■ Written tasks ■
• a. Reproduce the passage of the scan and stream compaction text from "Stream compaction removes" up to and including "0 for discard).", swapping each "boolean" for "binary".
• b. List every line of the records that contains the string "building". Case counts.

■ Source ■
Open the solution in Visual Studio:

cd build
start ./cis5650_stream_compaction_test.sln

Methods

CPU Sequential Scan

The CPU scan is a simple prefix sum algorithm, iterating through the input array and accumulating the sum. It serves as a baseline for performance comparison.

StreamCompaction::CPU::scan(int n, int *out, const int *in)
    out[0] = 0
    for k = 1 to n:
        out[k] = out[k-1] + in[k-1]

Naive Parallel Scan (GPU)

The naive parallel scan uses multiple threads to compute partial sums in a stepwise fashion. Each iteration doubles the offset, but threads may overwrite values needed by others, requiring careful buffer management.

StreamCompaction::Naive::scan(int n, int *out, const int *in)
    for d = 1 to log2(n):
        for all k in parallel:
            if (k >= 2^(d-1)):
                out[k] = out[k - 2^(d-1)] + x[k]
            else:
                out[k] = in[k]

This implementation is simple but suffers from inefficient memory access and thread divergence, which limits its scalability and performance on large arrays.

Work-Efficient Parallel Scan (GPU)

The work-efficient scan improves parallelism and memory access by using an upsweep and downsweep phase. It operates in-place and is more suitable for large-scale data.

Upsweep Phase

for d = 0 to log2(n) - 1:
    for all k = 0 to (n-1) by 2^(d+1) in parallel:
        x[k + 2^(d+1) - 1] += x[k + 2^d - 1]

Downsweep Phase

x[n-1] = 0
for d = log2(n) - 1 down to 0:
    for all k = 0 to n-1 by 2^(d+1) in parallel:
        temp = x[k + 2^d - 1]
        x[k + 2^d - 1] = x[k + 2^(d+1) - 1]
        x[k + 2^(d+1) - 1] += temp

The complete work-efficient parallel scan is implemented in the function StreamCompaction::Efficient::scan(int n, int *out, const int *in).

Stream Compaction

Stream compaction removes unwanted elements (e.g., zeros) from an array. The process involves:

Mapping the input array to a boolean array (1 for keep, 0 for discard).
Performing a scan on the boolean array to compute the output indices.
Scattering the valid elements to their new positions.

Parallel stream compaction is implemented in the function StreamCompaction::Efficient::compact(int n, int *out, const int *in). It calls the work-efficient parallel scan for Step 2 described above.

Radix Sort

Radix sort leverages scan operations to sort integers by processing each bit position. For each bit:

Map input to a boolean array (true/false for bit value).
Scan the negated boolean array to count zeros.
Use the scan results to index and scatter elements into sorted positions.
Repeat for each bit from least to most significant.

Radix sort is implemented in the function StreamCompaction::Efficient::sort(int n, int *out, const int *in). It calls the work-efficient parallel scan for Step 2 described above.

Entries from a pointing dataset:
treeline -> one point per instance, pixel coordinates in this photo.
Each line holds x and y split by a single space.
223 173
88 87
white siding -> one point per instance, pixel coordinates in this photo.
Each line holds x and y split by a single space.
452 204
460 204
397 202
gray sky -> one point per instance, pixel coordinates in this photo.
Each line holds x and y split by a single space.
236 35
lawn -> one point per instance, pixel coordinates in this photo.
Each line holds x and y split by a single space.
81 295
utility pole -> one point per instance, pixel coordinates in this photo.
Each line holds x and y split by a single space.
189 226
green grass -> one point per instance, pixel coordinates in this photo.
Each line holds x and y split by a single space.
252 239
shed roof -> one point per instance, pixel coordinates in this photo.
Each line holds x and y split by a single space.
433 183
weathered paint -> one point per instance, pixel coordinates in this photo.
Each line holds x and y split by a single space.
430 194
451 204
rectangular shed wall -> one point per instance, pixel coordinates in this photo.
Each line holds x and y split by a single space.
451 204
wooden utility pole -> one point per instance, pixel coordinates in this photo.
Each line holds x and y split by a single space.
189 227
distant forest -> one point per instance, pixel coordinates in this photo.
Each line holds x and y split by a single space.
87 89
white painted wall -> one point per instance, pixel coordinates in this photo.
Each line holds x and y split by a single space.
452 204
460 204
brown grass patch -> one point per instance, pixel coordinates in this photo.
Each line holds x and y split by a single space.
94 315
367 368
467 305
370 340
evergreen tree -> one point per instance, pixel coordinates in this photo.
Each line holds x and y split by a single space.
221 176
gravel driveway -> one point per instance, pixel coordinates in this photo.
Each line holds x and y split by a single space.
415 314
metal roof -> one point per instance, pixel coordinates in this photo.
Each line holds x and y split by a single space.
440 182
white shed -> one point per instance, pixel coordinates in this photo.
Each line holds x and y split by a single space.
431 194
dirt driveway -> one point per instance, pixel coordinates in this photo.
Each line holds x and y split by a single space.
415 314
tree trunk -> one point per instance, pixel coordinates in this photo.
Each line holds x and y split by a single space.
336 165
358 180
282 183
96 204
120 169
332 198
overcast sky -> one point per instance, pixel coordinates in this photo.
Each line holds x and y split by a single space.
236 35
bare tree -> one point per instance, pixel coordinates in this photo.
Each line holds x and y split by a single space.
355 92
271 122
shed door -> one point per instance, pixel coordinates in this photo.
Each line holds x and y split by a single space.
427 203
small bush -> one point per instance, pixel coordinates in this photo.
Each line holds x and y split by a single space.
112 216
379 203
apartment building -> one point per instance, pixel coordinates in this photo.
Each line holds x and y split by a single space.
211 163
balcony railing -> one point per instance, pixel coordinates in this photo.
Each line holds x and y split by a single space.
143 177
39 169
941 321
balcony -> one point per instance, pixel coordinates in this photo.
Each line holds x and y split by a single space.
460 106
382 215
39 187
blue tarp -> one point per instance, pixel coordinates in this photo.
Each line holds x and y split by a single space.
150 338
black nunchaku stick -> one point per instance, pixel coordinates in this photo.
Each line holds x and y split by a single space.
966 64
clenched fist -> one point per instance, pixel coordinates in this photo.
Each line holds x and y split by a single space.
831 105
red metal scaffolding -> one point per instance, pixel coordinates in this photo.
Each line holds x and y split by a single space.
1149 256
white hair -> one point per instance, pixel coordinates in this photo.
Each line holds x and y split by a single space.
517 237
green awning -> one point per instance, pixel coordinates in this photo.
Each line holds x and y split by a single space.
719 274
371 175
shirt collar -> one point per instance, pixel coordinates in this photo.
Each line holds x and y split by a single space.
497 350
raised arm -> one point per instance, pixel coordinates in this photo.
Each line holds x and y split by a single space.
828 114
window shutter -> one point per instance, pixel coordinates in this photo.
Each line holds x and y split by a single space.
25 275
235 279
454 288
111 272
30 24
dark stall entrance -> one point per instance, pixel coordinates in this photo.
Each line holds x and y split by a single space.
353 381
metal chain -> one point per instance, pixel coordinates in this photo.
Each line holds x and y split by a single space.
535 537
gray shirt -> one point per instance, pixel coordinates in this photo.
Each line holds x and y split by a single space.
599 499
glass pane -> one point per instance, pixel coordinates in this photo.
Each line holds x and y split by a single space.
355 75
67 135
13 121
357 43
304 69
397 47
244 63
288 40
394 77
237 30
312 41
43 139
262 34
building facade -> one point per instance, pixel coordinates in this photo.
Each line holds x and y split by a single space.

■ Problem solutions ■
• a.
Stream compaction removes unwanted elements (e.g., zeros) from an array. The process involves:

Mapping the input array to a binary array (1 for keep, 0 for discard).

• b.
apartment building -> one point per instance, pixel coordinates in this photo.
building facade -> one point per instance, pixel coordinates in this photo.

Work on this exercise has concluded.